[START]

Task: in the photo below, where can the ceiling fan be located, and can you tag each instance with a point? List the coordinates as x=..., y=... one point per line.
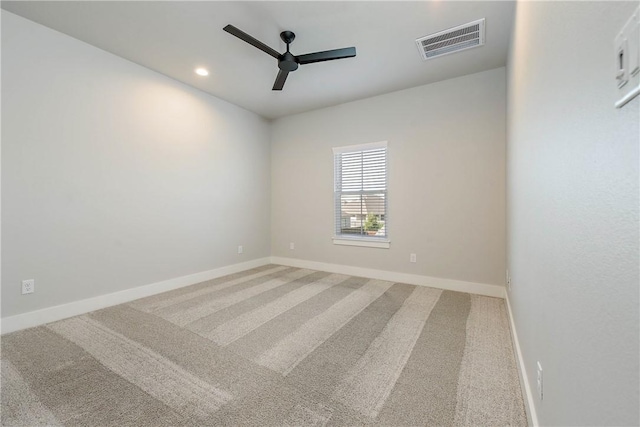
x=288, y=62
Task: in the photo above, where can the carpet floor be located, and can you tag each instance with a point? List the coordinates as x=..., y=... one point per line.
x=271, y=346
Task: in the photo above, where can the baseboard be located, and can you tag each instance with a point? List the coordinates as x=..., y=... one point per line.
x=63, y=311
x=412, y=279
x=524, y=378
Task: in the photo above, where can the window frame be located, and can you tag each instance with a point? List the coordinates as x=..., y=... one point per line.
x=360, y=240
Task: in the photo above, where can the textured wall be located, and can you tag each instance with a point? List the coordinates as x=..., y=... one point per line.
x=573, y=212
x=446, y=156
x=114, y=176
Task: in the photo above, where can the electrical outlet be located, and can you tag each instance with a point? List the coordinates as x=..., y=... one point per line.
x=539, y=377
x=28, y=286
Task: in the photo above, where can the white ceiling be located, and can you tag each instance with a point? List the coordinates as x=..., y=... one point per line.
x=174, y=37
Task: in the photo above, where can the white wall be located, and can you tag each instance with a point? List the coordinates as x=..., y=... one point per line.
x=446, y=150
x=114, y=176
x=573, y=212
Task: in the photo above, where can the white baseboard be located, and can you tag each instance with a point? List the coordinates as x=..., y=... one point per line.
x=63, y=311
x=524, y=378
x=412, y=279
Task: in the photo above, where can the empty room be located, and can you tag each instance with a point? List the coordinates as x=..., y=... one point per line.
x=320, y=213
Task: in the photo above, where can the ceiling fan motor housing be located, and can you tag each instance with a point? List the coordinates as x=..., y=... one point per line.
x=288, y=62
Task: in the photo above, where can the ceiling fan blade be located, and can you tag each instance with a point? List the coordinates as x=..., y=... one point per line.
x=327, y=55
x=252, y=41
x=280, y=79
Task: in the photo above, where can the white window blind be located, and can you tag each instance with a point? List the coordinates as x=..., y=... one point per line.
x=360, y=192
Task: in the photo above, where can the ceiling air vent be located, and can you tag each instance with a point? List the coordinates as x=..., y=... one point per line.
x=452, y=40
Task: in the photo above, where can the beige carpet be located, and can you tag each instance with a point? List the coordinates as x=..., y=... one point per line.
x=270, y=346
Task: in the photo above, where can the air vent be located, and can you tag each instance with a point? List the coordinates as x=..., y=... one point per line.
x=452, y=40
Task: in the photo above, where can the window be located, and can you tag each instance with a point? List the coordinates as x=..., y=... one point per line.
x=360, y=195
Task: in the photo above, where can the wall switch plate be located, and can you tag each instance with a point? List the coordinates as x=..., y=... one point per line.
x=539, y=380
x=627, y=60
x=28, y=286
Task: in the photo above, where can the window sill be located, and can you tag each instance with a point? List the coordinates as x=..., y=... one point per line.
x=369, y=243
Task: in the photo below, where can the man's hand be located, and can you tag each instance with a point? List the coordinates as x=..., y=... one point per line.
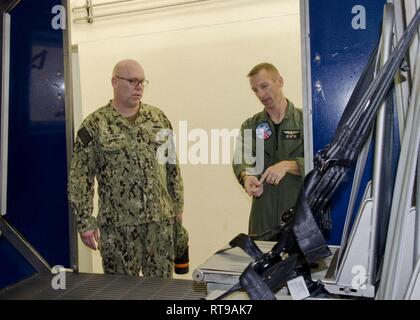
x=275, y=173
x=253, y=187
x=90, y=238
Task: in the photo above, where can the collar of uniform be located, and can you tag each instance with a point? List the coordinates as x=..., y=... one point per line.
x=289, y=111
x=122, y=120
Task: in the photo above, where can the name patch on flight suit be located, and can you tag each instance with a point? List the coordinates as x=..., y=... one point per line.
x=290, y=134
x=263, y=131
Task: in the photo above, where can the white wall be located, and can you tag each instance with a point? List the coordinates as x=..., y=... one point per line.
x=196, y=58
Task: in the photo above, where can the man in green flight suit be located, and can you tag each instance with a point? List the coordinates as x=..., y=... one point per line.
x=140, y=198
x=279, y=128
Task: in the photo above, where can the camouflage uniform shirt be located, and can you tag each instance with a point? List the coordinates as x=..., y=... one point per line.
x=133, y=187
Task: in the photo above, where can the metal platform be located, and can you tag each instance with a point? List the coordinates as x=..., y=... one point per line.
x=86, y=286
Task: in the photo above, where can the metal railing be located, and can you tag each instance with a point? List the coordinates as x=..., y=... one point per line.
x=90, y=16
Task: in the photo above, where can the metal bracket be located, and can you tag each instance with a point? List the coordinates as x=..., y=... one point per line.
x=89, y=11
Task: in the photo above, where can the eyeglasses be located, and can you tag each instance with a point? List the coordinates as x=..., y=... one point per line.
x=134, y=82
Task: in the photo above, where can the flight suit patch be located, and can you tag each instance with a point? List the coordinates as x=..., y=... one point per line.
x=290, y=134
x=263, y=131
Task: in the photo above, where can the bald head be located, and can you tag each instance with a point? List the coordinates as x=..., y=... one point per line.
x=124, y=65
x=127, y=95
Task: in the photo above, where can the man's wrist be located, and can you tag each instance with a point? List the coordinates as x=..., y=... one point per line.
x=243, y=176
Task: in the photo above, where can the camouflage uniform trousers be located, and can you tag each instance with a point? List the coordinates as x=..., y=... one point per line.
x=147, y=247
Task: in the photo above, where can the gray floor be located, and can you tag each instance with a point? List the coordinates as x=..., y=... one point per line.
x=84, y=286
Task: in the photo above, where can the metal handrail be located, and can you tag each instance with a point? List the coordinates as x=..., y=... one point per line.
x=89, y=17
x=24, y=247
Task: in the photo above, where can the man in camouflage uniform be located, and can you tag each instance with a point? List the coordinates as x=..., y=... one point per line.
x=140, y=198
x=280, y=128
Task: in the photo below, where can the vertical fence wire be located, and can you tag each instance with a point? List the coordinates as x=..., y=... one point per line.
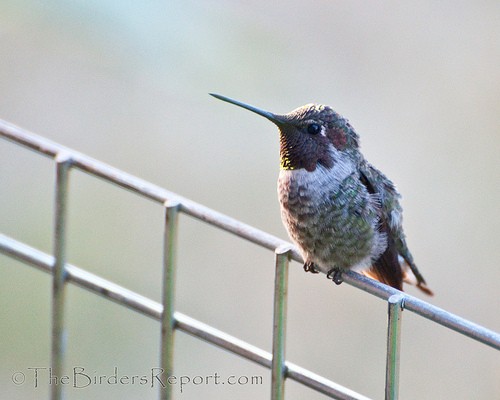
x=63, y=164
x=395, y=310
x=278, y=368
x=167, y=316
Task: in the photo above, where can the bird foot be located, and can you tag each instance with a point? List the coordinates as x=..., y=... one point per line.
x=335, y=275
x=310, y=267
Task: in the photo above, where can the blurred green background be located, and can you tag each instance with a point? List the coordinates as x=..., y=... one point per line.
x=127, y=83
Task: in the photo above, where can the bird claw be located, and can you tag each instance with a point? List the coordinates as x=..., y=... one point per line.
x=310, y=267
x=335, y=275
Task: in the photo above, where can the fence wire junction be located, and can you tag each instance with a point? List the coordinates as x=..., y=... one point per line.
x=63, y=273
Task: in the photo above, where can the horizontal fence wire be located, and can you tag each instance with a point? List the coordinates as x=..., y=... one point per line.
x=175, y=203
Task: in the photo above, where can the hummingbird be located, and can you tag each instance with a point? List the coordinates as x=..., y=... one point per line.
x=340, y=211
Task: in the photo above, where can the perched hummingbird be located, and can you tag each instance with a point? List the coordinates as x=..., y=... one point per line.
x=340, y=211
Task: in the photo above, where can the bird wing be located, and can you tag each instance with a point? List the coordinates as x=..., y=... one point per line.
x=387, y=268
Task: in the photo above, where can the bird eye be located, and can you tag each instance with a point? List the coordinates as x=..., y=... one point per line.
x=313, y=129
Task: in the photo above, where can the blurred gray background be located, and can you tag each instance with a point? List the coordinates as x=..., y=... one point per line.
x=127, y=83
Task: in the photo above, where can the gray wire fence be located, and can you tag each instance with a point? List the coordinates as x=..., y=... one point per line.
x=63, y=273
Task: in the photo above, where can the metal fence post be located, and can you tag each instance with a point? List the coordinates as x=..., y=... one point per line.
x=278, y=368
x=395, y=309
x=63, y=164
x=167, y=316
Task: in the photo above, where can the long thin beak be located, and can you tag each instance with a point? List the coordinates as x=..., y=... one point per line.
x=276, y=119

[END]

# TASK BRIEF
Move the part that opens with the line containing "Task: in the photo above, where can the perched" and runs through the end of the entries into your reply, keeping every request and adding 54 to each x and y coordinate in the answers.

# SOLUTION TO THE PROBLEM
Task: in the photo above, where can the perched hummingbird be located, and can you tag each instance with a point? List the coordinates as x=..., y=... one point per line.
x=394, y=265
Task: in the photo above, where can the bird wing be located, and can you tag each instance with a point? List the coordinates as x=..., y=... one point per line.
x=441, y=322
Task: in the photo above, where can the bird eye be located, and can you tag each instance with a point? List the coordinates as x=..., y=... one point per line.
x=367, y=183
Task: in the photo above, where can the blurred gray background be located, and can you tag each instance with a point? List the coordinates as x=..., y=... one point per line.
x=181, y=137
Task: in the photo above, where can the gray wire fence be located, and can you tag each instance with a point? List the coordinates as x=..., y=... one point per line.
x=117, y=327
Task: in the photo above, where can the metal fence post be located, and can you tag each instance with a point? List the coordinates as x=..., y=... one point per line.
x=332, y=422
x=449, y=363
x=117, y=218
x=221, y=370
Task: in the photo above, where can the long thin beak be located, and can you tag each instance with a point? List the coordinates as x=..., y=... one point per line.
x=330, y=173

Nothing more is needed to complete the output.